### WORK TO COMPLETE
Return the following records unchanged, character for character.

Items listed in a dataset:

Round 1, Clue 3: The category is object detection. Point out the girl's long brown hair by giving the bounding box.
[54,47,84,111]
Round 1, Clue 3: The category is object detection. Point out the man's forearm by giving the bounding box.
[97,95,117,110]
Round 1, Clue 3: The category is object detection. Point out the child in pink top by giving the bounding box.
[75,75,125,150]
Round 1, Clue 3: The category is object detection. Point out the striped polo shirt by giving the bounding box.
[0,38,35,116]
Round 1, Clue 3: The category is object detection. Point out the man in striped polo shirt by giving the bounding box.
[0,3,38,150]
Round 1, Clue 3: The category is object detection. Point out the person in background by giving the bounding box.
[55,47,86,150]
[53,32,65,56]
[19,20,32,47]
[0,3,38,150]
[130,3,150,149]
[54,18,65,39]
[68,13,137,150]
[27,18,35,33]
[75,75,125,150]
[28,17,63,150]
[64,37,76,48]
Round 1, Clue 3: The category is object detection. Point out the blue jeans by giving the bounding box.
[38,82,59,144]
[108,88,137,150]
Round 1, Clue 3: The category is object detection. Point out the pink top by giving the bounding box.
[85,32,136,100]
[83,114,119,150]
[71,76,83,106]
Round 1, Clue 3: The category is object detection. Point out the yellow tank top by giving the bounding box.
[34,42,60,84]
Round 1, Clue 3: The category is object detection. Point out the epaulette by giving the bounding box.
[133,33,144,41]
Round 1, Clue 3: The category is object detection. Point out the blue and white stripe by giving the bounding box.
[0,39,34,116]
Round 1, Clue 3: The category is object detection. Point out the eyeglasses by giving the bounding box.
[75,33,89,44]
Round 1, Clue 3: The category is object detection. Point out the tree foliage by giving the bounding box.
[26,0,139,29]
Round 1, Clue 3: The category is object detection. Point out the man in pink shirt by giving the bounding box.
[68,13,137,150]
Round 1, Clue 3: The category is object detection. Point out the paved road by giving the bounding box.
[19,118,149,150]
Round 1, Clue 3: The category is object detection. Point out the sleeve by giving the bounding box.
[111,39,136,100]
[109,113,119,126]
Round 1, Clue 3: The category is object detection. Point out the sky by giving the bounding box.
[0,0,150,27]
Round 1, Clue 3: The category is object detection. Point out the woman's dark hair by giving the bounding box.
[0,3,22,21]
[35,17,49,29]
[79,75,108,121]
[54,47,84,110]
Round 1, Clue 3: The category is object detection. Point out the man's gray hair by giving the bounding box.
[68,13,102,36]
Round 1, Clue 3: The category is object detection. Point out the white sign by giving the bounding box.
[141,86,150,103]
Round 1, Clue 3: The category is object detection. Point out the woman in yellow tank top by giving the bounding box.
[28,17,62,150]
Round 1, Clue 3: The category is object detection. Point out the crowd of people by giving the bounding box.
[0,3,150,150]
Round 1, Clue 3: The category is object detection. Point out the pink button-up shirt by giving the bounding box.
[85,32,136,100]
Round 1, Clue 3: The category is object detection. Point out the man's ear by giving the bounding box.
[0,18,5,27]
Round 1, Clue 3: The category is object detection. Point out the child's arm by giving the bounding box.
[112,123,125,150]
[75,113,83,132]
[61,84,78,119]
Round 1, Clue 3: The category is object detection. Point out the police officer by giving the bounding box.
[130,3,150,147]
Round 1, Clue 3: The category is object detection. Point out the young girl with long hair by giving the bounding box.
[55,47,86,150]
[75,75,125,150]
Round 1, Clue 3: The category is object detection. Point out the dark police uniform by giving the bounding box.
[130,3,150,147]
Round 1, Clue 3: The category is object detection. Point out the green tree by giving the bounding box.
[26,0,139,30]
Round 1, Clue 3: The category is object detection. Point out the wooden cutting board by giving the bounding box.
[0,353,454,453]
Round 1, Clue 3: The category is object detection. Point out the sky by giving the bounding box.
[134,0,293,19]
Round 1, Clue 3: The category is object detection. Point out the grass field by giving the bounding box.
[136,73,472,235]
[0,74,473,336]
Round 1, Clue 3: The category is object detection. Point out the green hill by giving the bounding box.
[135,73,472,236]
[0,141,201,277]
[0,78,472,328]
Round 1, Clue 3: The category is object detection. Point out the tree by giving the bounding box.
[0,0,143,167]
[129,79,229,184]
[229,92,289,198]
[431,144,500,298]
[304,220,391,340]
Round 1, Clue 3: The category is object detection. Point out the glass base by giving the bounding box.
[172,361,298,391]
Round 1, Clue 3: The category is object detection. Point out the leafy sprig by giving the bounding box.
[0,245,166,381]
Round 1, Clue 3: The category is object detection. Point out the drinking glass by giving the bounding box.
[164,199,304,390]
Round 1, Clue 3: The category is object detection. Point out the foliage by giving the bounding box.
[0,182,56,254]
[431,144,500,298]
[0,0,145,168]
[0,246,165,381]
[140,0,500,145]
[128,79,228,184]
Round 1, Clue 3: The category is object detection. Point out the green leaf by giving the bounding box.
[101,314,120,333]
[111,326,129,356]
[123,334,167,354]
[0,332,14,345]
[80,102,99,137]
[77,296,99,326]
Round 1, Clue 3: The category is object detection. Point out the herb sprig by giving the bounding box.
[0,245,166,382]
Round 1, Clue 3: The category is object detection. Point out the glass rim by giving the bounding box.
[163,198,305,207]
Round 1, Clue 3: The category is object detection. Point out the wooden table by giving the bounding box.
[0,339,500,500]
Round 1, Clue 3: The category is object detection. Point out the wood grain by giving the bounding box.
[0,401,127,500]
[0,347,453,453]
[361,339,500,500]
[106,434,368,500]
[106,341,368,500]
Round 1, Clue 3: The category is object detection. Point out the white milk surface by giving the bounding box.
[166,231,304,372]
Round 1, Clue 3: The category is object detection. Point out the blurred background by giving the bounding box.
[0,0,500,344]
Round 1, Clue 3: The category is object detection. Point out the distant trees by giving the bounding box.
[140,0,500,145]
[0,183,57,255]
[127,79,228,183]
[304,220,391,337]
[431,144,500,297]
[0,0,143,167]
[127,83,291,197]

### WRITTEN RESPONSE
Round 1, Clue 3: The category is object detection. Point out the girl's long brown hair by giving the bounding box.
[54,47,84,111]
Round 1, Clue 3: The category is object detection. Point out the man's forearm by giving the bounding box.
[97,95,117,110]
Round 1, Clue 3: The category is object detection. Point out the child in pink top by giving the bounding box.
[75,75,125,150]
Round 1, Clue 3: The category is object detection. Point out the striped polo shirt by giving the bounding box.
[0,38,35,116]
Round 1, Clue 3: The category is object detection. Point out the man in striped polo shirt by giving the bounding box.
[0,3,38,150]
Round 1, Clue 3: The category is object detection. Point out the person in background by giving the bounding box.
[55,47,86,150]
[53,32,65,56]
[19,20,32,47]
[0,3,38,150]
[130,3,150,149]
[54,18,65,39]
[68,13,137,150]
[27,18,35,33]
[75,75,125,150]
[28,17,63,150]
[64,37,76,48]
Round 1, Clue 3: The category is object detection. Point out the blue jeans by giving the bounding box.
[38,82,59,144]
[108,88,137,150]
Round 1, Clue 3: The category is object detection. Point out the pink top by giving the bounding box.
[85,32,136,100]
[83,114,119,150]
[71,76,83,106]
Round 1, Clue 3: The category is object detection. Point out the yellow tank top by giving the bounding box.
[34,42,60,84]
Round 1, Clue 3: The category is object detection. Point out the epaulette by giving the bounding box.
[133,33,144,41]
Round 1, Clue 3: The category is object detection. Point out the blue and white stripe by giving the bounding box.
[0,39,34,116]
Round 1, Clue 3: The category is object detection. Point out the eyeglasses by giving the bounding box.
[75,33,89,44]
Round 1, Clue 3: The category is object detection. Point out the tree foliage by giving the bounding box.
[26,0,139,29]
Round 1, Clue 3: The category is object detection. Point out the man in pink shirt by giving the bounding box.
[68,13,137,150]
Round 1, Clue 3: The category is object detection. Point out the paved road by giving the bounding box.
[19,118,149,150]
Round 1, Clue 3: The category is object detection. Point out the sleeve by giving the bounding box.
[111,39,136,100]
[109,113,119,126]
Round 1, Clue 3: The category is object detection. Point out the sky by giving the bounding box.
[0,0,150,27]
Round 1, Clue 3: The category is object detection. Point out the woman's dark hair by giving the bounding box.
[0,3,22,21]
[35,17,49,29]
[79,75,108,121]
[54,47,84,110]
Round 1, Clue 3: The category is object detection. Point out the man's gray hair by giving the bounding box.
[68,13,102,36]
Round 1, Clue 3: The category is object detection. Point out the white sign by giving the bounding box.
[141,86,150,103]
Round 1, Clue 3: The category is object detection. Point out the woman in yellow tank top by giving the bounding box.
[28,17,62,150]
Round 1, Clue 3: The category is object detection. Point out the crowd of people by giving the bounding box.
[0,3,150,150]
Round 1, Clue 3: The category is object detection. Point out the pink button-up shirt by giving the bounding box.
[85,32,136,100]
Round 1, Clue 3: The category is object detection. Point out the man's ear by giving the bounding box.
[0,18,5,27]
Round 1, Clue 3: The category is object detection. Point out the child's arm by giving the bounding box.
[112,123,125,150]
[75,113,83,132]
[61,84,78,119]
Round 1, Clue 3: The category is object detection. Point out the police officer by giving the bounding box.
[130,3,150,147]
Round 1, Clue 3: The category is object detection. Point out the young girl with long hair by giving the bounding box.
[55,47,86,150]
[75,75,125,150]
Round 1, Clue 3: The category is object detection. Point out the dark police uniform by giving the bounding box.
[130,3,150,147]
Round 1, Clue 3: The category is object detection. Point out the green tree by giving the bounding box.
[26,0,139,30]
Round 1, Clue 3: The category is object detection. Point out the wooden cutting board by giving the bounding box.
[0,353,454,453]
Round 1, Clue 3: The category is object detection. Point out the sky by giving the bounding box.
[134,0,293,19]
Round 1, Clue 3: The category is object detection. Point out the grass field by giving the bounding box.
[136,73,472,235]
[0,74,473,336]
Round 1, Clue 3: The category is object detection. Point out the green hill by giving the bounding box.
[135,73,472,236]
[0,141,201,277]
[0,78,472,328]
Round 1, Clue 3: The category is object detection. Point out the tree by giving the bounding box.
[0,0,143,167]
[129,79,229,184]
[229,92,289,198]
[431,144,500,298]
[304,220,391,340]
Round 1, Clue 3: The category is object detection. Point out the glass base by giving the bounding box.
[172,361,298,391]
Round 1, Clue 3: The category is object detection. Point out the leafy sprig by giving the bounding box.
[0,245,166,381]
Round 1, Clue 3: The category is object detection. Point out the drinking glass by giving the bounding box.
[164,199,304,390]
Round 1, Clue 3: The category is object detection. Point out the foliage by giving the bounding box.
[0,182,56,254]
[431,144,500,298]
[0,0,145,168]
[0,246,165,381]
[140,0,500,145]
[128,79,228,184]
Round 1, Clue 3: The category is object detection. Point out the green leaf by giving the bounding box.
[101,314,120,333]
[111,326,129,356]
[123,334,167,354]
[0,332,14,345]
[80,102,99,137]
[77,296,99,326]
Round 1, Clue 3: The category is object detection. Point out the herb sprig by giving the bounding box.
[0,245,166,382]
Round 1, Clue 3: The category is object detection. Point out the glass rim by giving the bounding box.
[163,198,305,207]
Round 1, Clue 3: The category is object detection. Point out the wooden table by giving the bounding box.
[0,339,500,500]
Round 1, Clue 3: The category is object detection. Point out the wood grain by giving the bounding box.
[0,401,127,500]
[0,347,453,453]
[361,339,500,500]
[106,434,368,500]
[106,341,368,500]
Round 1, Clue 3: The category is object detection. Point out the white milk surface by giving the bounding box.
[166,231,304,372]
Round 1, Clue 3: The category is object detection. Point out the blurred background by giving the bounding box.
[0,0,500,344]
Round 1, Clue 3: The category is object detection. Point out the distant trees by giving the bounding box.
[140,0,500,145]
[0,183,57,255]
[127,79,228,183]
[304,220,391,337]
[431,144,500,297]
[0,0,143,167]
[127,83,291,197]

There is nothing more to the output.